> _Raw data_:

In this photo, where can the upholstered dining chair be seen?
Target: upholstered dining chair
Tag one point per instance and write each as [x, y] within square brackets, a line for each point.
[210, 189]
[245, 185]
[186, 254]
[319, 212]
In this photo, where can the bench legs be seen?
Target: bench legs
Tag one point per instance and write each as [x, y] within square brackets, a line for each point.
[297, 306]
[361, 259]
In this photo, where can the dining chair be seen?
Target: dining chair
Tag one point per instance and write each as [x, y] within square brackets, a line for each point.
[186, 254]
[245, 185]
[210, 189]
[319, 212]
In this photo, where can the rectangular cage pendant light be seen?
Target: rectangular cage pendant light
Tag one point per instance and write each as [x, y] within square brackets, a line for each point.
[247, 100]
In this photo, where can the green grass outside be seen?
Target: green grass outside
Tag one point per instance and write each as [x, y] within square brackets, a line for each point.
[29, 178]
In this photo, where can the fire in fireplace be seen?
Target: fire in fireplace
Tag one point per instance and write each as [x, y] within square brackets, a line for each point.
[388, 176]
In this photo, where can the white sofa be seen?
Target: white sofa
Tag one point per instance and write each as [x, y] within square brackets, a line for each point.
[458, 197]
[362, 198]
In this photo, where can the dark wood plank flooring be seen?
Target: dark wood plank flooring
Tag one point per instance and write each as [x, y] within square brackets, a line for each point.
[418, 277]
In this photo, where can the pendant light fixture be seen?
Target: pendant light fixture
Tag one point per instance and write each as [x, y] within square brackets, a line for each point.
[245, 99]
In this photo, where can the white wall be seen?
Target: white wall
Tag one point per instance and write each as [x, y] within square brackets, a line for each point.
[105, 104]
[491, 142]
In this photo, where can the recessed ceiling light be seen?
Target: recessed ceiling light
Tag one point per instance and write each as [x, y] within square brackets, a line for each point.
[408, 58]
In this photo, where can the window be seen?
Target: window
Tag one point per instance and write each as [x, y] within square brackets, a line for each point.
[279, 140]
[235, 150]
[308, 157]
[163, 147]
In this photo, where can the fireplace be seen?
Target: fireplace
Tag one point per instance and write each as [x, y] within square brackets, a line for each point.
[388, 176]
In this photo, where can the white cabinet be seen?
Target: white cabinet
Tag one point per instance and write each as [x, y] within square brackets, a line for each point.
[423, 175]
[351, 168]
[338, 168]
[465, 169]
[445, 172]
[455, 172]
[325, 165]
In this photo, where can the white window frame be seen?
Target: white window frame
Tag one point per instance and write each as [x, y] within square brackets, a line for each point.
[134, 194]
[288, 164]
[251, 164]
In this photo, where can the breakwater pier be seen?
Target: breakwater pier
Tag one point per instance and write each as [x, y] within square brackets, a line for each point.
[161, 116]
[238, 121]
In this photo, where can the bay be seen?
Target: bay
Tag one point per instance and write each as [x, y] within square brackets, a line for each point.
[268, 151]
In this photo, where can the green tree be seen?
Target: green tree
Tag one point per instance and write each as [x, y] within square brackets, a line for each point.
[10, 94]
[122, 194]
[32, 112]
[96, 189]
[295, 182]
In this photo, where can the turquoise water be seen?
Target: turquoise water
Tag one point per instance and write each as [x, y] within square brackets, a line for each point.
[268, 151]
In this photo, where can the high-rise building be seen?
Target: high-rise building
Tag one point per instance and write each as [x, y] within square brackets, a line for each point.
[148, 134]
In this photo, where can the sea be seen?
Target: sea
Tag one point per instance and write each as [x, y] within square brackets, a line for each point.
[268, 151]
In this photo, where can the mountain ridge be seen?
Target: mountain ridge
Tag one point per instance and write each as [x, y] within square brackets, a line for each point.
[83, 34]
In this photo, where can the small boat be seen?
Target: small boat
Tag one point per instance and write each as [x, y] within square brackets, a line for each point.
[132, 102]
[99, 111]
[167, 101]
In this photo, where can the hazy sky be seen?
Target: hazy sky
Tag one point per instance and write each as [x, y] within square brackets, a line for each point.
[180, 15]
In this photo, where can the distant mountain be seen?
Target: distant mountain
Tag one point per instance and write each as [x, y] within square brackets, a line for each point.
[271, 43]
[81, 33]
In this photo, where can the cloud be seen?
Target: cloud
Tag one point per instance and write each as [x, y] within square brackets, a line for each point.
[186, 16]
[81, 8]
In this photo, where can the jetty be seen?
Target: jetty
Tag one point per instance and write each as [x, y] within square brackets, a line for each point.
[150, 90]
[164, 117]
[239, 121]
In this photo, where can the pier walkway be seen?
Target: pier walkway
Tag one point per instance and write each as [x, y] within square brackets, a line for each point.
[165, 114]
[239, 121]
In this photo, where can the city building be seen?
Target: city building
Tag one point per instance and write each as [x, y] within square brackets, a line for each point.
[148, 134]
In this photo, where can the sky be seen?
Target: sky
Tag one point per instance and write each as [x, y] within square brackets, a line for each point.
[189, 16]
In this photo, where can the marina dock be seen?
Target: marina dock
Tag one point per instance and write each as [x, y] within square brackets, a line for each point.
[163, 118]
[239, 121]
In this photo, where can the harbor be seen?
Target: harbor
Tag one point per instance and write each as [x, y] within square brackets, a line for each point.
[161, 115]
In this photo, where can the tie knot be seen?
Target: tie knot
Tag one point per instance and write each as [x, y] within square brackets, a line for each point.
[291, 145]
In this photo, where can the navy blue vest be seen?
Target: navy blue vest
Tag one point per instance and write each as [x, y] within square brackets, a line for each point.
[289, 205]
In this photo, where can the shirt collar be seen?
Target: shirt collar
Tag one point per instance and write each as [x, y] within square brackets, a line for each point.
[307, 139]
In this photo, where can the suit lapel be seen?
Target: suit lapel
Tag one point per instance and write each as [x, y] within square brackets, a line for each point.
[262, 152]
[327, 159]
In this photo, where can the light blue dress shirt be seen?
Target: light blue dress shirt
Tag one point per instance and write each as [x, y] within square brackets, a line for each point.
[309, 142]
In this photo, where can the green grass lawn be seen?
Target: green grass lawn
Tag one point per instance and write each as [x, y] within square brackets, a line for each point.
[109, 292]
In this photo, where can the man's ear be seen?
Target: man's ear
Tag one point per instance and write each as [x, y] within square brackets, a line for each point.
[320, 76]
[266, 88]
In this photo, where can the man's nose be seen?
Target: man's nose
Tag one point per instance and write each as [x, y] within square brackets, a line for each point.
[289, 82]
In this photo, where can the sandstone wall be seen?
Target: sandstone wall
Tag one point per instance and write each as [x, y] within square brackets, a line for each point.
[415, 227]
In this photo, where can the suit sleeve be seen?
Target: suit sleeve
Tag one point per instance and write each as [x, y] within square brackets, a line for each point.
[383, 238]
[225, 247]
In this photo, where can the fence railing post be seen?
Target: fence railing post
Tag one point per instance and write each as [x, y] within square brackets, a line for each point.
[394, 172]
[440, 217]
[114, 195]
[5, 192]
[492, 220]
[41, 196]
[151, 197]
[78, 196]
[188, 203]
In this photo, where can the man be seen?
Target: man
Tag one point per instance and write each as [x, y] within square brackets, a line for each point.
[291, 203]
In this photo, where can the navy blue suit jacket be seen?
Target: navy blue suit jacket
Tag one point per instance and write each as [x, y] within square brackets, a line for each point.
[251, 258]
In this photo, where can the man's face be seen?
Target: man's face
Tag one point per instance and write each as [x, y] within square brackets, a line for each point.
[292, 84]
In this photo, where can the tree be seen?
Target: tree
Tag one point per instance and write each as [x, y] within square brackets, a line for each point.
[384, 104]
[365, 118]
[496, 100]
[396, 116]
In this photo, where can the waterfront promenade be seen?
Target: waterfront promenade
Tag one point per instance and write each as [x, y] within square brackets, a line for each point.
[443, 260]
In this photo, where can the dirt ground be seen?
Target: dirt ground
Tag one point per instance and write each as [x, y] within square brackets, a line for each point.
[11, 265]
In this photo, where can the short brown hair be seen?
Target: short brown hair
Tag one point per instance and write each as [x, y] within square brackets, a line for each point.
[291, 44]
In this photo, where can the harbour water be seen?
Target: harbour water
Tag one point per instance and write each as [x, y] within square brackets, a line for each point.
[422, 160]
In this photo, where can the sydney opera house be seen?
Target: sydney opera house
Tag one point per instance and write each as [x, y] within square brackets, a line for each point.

> _What the task asks_:
Copy the records word for word, from the line containing "In this photo, where can the harbour" up to and including the final line.

> _Final result_:
In this photo, where can the harbour water be seen?
Target: harbour water
Tag one point per instance and write each as [x, y] within square brackets, a line for each point.
[422, 160]
In this photo, where can the sydney opera house be seen?
Target: sydney opera house
Tag one point per instance and write each as [x, y] within square brackets, a line for each point.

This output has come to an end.